Items from a data source:
• • • • • • •
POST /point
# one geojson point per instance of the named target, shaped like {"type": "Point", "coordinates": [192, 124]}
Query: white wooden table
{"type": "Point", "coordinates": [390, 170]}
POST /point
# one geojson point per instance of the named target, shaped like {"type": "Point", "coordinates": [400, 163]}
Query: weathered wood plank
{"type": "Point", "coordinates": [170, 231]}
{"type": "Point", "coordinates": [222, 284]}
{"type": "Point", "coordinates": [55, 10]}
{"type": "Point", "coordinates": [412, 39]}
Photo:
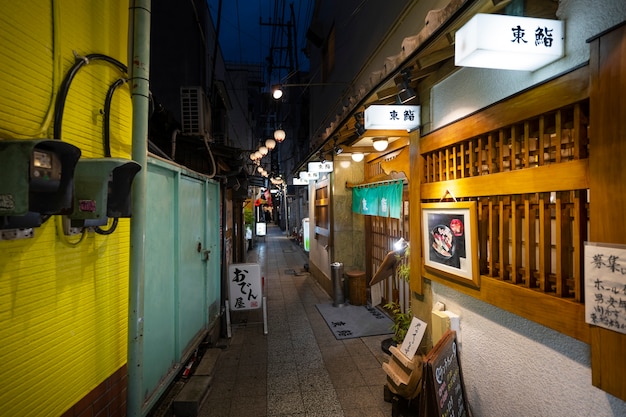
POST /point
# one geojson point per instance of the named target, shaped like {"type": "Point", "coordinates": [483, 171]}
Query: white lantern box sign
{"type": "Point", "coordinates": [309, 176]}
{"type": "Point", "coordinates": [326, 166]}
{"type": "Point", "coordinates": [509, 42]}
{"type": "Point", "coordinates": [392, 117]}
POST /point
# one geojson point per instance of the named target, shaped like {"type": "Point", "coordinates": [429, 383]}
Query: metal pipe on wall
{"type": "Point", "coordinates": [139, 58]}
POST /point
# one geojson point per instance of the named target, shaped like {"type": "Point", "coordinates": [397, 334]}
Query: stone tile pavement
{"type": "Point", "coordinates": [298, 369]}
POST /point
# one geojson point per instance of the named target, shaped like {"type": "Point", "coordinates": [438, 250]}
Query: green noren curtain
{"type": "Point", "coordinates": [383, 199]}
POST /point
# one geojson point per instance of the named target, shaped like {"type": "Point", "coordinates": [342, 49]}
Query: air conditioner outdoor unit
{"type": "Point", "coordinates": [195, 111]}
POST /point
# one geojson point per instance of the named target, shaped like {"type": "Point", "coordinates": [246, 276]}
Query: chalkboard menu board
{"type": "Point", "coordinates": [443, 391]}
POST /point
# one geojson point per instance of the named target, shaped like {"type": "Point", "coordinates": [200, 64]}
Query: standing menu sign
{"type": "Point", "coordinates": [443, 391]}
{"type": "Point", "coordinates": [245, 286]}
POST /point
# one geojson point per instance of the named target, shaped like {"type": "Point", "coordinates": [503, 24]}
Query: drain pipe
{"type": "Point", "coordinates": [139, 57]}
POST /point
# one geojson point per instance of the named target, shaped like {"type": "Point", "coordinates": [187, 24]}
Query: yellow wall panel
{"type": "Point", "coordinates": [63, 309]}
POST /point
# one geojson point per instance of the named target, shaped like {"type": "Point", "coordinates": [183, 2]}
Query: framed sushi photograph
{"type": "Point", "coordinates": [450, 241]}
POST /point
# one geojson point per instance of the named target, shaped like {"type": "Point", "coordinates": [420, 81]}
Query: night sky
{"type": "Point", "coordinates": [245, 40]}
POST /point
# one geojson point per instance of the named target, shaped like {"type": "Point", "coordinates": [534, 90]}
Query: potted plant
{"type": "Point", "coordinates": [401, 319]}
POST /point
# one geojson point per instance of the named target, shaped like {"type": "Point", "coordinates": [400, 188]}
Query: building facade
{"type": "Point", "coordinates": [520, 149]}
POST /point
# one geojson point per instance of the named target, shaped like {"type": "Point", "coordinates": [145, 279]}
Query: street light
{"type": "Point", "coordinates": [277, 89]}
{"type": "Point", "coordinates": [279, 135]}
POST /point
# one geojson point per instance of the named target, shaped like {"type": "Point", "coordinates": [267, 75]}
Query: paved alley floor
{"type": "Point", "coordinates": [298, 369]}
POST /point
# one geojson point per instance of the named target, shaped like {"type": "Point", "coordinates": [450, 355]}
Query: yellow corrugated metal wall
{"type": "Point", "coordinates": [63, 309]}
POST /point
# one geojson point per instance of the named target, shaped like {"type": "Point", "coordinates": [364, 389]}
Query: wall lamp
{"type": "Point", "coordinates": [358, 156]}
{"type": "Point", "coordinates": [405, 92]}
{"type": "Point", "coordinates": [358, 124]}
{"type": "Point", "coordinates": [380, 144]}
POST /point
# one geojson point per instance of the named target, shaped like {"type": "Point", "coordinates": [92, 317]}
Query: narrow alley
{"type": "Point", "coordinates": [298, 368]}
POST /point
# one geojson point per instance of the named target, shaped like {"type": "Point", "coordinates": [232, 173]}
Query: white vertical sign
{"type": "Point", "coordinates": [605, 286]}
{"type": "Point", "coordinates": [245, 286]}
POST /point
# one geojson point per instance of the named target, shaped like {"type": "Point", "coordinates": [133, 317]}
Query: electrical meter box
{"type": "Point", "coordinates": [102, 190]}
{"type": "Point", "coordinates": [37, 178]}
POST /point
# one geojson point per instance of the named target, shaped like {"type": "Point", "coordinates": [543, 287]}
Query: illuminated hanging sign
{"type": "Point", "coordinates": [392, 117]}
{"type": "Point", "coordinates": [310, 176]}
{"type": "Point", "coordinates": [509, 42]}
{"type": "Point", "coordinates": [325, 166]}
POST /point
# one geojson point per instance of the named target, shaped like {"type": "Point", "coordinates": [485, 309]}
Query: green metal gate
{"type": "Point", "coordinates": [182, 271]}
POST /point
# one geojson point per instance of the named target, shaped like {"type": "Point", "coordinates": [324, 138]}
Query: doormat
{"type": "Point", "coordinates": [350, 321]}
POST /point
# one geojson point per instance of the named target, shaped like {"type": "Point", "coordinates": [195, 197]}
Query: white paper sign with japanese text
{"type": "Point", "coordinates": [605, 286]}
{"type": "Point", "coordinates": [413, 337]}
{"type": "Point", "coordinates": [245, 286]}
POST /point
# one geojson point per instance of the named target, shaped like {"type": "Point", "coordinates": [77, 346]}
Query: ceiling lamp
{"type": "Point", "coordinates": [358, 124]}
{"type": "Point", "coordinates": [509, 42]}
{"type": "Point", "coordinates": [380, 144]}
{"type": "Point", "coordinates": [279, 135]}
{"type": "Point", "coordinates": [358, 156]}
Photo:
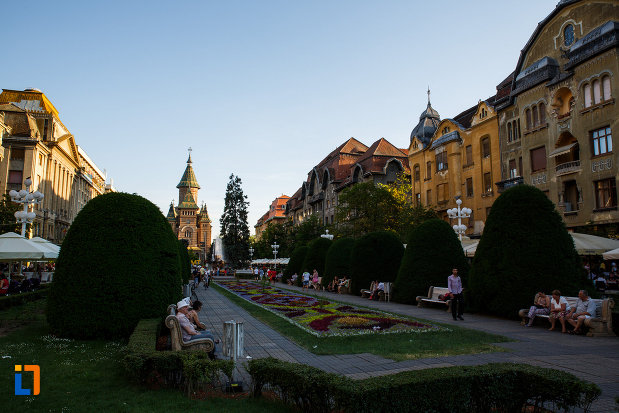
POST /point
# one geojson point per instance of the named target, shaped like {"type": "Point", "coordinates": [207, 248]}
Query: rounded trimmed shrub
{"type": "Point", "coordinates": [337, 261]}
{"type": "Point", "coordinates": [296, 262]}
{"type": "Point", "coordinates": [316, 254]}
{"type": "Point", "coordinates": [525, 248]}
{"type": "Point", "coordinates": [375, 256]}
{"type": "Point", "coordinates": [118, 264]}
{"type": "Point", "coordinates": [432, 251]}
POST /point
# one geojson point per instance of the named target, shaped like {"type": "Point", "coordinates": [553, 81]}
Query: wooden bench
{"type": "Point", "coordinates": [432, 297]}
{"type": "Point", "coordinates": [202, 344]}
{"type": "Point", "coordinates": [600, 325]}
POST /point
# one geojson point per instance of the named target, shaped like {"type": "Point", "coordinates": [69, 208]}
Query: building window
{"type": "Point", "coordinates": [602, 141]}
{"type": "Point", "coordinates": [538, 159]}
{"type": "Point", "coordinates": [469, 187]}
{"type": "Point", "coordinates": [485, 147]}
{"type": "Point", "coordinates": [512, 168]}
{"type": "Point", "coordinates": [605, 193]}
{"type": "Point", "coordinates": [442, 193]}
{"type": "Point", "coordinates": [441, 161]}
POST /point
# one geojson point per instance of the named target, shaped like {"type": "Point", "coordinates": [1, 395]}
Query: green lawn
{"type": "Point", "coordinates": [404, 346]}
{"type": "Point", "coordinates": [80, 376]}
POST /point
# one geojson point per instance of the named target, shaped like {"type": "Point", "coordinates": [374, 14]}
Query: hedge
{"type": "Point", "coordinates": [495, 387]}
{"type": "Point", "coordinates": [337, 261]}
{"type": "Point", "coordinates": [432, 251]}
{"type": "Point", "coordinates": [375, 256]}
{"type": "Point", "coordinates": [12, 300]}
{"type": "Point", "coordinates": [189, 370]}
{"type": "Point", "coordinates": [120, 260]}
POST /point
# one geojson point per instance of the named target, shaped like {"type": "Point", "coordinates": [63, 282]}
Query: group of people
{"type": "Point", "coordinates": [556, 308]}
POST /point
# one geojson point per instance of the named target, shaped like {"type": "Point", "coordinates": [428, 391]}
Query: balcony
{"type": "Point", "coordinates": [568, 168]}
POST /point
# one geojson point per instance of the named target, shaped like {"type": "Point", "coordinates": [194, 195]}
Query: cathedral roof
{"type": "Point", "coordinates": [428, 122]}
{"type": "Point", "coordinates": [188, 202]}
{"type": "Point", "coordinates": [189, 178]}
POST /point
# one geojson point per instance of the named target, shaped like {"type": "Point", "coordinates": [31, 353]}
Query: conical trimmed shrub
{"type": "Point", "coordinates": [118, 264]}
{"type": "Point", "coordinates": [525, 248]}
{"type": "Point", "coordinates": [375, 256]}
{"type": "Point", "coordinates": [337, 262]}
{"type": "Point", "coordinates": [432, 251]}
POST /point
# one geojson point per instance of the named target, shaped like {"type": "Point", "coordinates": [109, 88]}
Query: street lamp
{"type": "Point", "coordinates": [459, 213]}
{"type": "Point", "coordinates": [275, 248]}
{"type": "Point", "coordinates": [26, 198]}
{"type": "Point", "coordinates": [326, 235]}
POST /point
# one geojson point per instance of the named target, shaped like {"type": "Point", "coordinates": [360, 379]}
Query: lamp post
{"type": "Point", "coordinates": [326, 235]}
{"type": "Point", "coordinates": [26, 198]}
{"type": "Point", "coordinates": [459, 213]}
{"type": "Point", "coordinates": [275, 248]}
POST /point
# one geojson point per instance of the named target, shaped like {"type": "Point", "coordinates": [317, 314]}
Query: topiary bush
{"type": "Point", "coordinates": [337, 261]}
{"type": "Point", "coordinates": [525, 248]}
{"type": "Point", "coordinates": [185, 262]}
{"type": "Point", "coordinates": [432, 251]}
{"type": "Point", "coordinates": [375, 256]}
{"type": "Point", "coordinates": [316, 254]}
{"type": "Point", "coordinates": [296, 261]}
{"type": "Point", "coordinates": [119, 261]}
• • • • • • •
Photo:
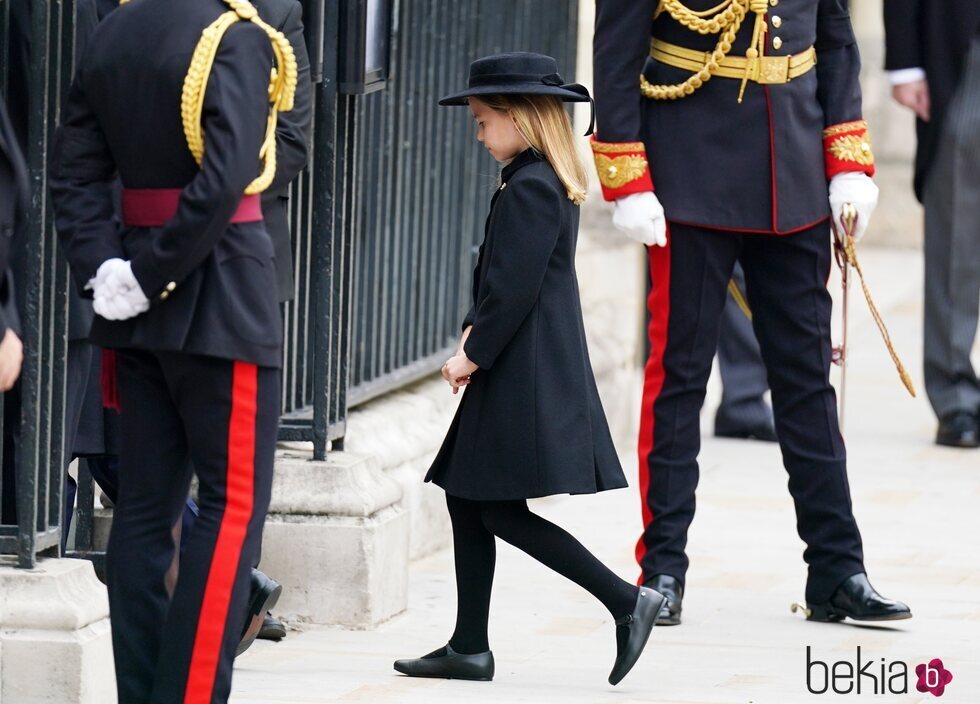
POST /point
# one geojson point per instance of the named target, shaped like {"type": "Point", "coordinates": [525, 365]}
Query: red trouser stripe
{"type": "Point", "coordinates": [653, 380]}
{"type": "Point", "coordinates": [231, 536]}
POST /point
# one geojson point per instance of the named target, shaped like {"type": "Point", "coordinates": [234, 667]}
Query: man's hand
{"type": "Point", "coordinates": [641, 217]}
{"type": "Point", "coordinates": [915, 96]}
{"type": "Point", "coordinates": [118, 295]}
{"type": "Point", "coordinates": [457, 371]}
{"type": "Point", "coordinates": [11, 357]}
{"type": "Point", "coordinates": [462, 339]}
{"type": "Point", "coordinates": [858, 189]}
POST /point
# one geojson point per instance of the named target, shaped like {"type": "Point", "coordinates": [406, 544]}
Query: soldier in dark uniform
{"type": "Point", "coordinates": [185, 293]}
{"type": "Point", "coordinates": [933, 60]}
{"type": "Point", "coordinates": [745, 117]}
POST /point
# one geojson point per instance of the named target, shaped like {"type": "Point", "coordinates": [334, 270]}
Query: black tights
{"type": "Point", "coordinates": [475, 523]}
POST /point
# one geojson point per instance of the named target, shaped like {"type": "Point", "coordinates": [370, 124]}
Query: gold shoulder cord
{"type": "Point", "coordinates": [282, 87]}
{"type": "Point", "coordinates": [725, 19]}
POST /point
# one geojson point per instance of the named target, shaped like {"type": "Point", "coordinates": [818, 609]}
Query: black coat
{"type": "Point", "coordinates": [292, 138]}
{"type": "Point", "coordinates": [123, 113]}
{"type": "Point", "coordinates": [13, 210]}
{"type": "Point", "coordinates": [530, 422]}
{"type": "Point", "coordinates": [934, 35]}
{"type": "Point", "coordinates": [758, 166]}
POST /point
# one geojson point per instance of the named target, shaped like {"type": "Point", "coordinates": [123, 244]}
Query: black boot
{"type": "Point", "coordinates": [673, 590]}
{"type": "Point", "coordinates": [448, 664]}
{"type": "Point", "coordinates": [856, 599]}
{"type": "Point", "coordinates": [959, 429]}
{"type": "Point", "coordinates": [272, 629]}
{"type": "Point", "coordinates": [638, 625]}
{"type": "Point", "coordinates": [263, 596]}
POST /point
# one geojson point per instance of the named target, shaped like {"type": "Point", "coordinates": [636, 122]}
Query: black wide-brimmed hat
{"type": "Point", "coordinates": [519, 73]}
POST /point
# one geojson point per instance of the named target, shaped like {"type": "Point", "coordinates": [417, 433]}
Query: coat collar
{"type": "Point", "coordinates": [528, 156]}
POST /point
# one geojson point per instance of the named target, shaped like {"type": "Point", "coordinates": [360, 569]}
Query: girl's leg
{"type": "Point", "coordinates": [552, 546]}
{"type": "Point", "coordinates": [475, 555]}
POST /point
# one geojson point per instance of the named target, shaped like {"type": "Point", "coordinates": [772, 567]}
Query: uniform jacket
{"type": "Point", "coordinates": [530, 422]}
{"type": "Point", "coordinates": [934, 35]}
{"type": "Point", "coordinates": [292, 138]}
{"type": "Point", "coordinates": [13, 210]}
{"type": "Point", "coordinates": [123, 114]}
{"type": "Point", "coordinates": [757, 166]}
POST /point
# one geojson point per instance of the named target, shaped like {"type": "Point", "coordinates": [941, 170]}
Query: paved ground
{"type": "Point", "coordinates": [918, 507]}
• • • • • • •
PROMPT:
Show every line of the listing that contains the string "trimmed". Case counts.

COMPLETE ANSWER:
Query: rounded trimmed shrub
Query: conical trimmed shrub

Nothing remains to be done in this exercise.